DATA:
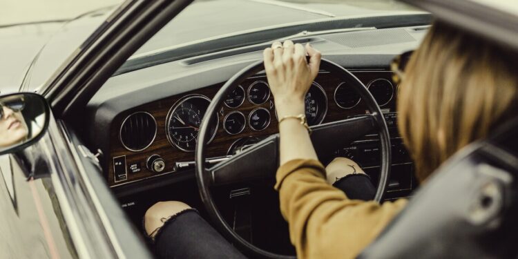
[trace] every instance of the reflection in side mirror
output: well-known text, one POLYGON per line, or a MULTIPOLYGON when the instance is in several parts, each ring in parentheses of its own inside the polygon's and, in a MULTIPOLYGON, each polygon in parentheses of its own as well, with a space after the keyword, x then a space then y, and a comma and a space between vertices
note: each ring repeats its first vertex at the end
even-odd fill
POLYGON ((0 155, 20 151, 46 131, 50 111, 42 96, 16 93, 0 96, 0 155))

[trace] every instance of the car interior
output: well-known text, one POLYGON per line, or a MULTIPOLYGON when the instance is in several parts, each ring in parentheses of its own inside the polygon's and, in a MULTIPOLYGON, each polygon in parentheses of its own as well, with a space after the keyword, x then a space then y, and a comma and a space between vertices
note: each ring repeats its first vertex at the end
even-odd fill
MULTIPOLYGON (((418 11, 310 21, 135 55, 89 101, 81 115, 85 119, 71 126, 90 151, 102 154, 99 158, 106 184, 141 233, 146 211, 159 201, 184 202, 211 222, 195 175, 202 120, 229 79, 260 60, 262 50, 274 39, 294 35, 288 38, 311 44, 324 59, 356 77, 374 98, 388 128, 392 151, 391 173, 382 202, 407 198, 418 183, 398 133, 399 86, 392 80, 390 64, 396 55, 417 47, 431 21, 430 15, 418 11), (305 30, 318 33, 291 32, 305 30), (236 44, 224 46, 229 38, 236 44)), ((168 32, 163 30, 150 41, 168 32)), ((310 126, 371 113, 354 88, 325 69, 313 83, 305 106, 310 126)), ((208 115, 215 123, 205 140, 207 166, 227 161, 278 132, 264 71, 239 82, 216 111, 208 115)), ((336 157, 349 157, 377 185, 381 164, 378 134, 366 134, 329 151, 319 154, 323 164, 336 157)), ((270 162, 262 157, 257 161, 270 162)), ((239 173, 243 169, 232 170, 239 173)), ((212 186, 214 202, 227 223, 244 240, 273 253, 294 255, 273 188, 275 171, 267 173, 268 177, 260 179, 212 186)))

---

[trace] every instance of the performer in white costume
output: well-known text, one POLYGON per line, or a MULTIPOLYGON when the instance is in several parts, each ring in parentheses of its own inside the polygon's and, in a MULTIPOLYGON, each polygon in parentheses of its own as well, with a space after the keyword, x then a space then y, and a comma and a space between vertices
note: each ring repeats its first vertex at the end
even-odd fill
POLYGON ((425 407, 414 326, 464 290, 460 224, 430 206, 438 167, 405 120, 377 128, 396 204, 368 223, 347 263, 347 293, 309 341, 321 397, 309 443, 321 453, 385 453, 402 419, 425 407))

TASK GOAL: Copy out the listing verbatim, starting with the line that contains "[trace] every instance of the reflection" and going on through the line that contains "POLYGON ((0 155, 20", both lines included.

EXERCISE SOLUTION:
[trace] every instance of the reflection in side mirror
output: well-known text, one POLYGON per line, or a MULTIPOLYGON when the instance is in several parts, each ring in parentheses of its own inside the polygon's and, in a MULTIPOLYGON, each polygon in parentheses of its own as well, with a space after the keyword, x then a space then y, and a comma and a space between vertices
note: each ring repeats its first vertex at the end
even-odd fill
POLYGON ((0 155, 20 151, 46 131, 50 111, 42 96, 16 93, 0 96, 0 155))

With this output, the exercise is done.